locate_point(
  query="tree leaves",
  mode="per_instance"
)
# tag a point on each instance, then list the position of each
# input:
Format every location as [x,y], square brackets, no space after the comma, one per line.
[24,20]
==*==
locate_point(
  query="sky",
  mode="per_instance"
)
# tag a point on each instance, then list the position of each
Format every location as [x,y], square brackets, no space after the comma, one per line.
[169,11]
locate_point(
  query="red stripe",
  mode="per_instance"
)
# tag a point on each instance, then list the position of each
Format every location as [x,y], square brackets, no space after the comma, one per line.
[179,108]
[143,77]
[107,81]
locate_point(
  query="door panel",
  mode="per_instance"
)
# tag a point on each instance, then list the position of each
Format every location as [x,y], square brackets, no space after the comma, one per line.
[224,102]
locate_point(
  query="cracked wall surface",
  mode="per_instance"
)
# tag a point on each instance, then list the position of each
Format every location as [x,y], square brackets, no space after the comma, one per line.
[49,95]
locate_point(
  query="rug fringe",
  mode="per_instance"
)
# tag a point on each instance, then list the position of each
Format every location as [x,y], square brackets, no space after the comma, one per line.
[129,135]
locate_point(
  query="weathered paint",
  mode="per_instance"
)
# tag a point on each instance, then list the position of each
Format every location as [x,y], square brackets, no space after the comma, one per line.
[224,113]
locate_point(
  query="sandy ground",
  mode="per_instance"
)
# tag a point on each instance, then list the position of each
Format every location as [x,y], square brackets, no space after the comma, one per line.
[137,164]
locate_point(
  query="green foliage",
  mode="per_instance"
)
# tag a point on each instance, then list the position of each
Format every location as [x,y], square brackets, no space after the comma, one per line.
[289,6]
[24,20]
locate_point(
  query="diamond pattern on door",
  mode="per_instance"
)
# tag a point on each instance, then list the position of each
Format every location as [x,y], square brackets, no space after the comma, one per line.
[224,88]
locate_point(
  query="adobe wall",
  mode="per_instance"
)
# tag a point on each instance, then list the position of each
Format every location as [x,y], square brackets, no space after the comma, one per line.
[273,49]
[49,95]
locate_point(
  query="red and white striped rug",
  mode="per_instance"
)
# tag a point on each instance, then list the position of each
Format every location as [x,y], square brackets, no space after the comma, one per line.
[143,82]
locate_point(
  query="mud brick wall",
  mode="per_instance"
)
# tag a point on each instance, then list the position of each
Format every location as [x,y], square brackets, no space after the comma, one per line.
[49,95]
==*==
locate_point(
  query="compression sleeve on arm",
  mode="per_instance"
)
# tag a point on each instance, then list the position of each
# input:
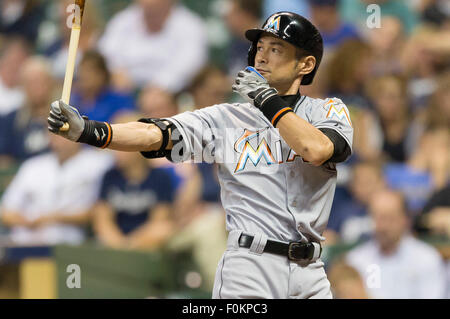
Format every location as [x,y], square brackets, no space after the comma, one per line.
==*==
[Assignment]:
Gather up every line in the data above that contains the word "wall", copying each one.

[Task answer]:
  query="cracked wall surface",
  query="adobe wall",
  query="mud brick wall",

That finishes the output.